## [What is asked]
Copy out all of the saved entries below word for word, changing nothing.

Saved entries:
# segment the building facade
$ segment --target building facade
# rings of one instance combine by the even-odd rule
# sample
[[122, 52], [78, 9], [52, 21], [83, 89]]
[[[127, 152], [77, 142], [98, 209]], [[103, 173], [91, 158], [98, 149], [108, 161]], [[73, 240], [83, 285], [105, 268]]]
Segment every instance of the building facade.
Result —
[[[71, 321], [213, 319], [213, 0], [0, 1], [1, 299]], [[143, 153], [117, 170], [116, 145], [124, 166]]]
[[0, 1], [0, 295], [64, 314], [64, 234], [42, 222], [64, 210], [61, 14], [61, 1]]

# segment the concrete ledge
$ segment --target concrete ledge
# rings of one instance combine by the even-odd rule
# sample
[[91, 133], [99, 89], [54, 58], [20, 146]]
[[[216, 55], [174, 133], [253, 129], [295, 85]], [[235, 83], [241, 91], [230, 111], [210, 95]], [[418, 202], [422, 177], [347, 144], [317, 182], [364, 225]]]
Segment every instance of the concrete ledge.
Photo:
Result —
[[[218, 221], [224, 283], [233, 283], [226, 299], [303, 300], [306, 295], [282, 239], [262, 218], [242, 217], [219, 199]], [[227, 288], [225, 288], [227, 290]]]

## [Answer to the problem]
# segment the building facade
$ segment --target building facade
# rings of one instance combine by the even-odd rule
# sample
[[122, 52], [78, 9], [52, 21], [83, 89]]
[[[127, 152], [77, 142], [98, 209]], [[103, 173], [91, 158], [98, 149], [108, 161]], [[73, 240], [83, 285], [105, 268]]]
Segment every instance of the building facade.
Result —
[[[71, 321], [213, 319], [213, 0], [0, 1], [1, 299]], [[143, 153], [117, 170], [116, 145], [124, 166]]]
[[0, 1], [0, 295], [64, 314], [64, 234], [42, 222], [64, 210], [61, 14], [61, 1]]

# segment the concrete ledge
$ segment --target concrete ledge
# rings of one instance combine by the even-odd rule
# sample
[[91, 133], [99, 89], [54, 58], [20, 146]]
[[[216, 55], [174, 133], [253, 129], [295, 85]], [[235, 83], [241, 91], [230, 111], [210, 95]], [[418, 202], [422, 177], [347, 144], [317, 182], [364, 225]]]
Segment every instance of the concrete ledge.
Photo:
Result —
[[[218, 221], [224, 283], [233, 283], [226, 299], [303, 300], [306, 295], [282, 239], [262, 218], [242, 217], [219, 199]], [[227, 288], [225, 288], [227, 290]]]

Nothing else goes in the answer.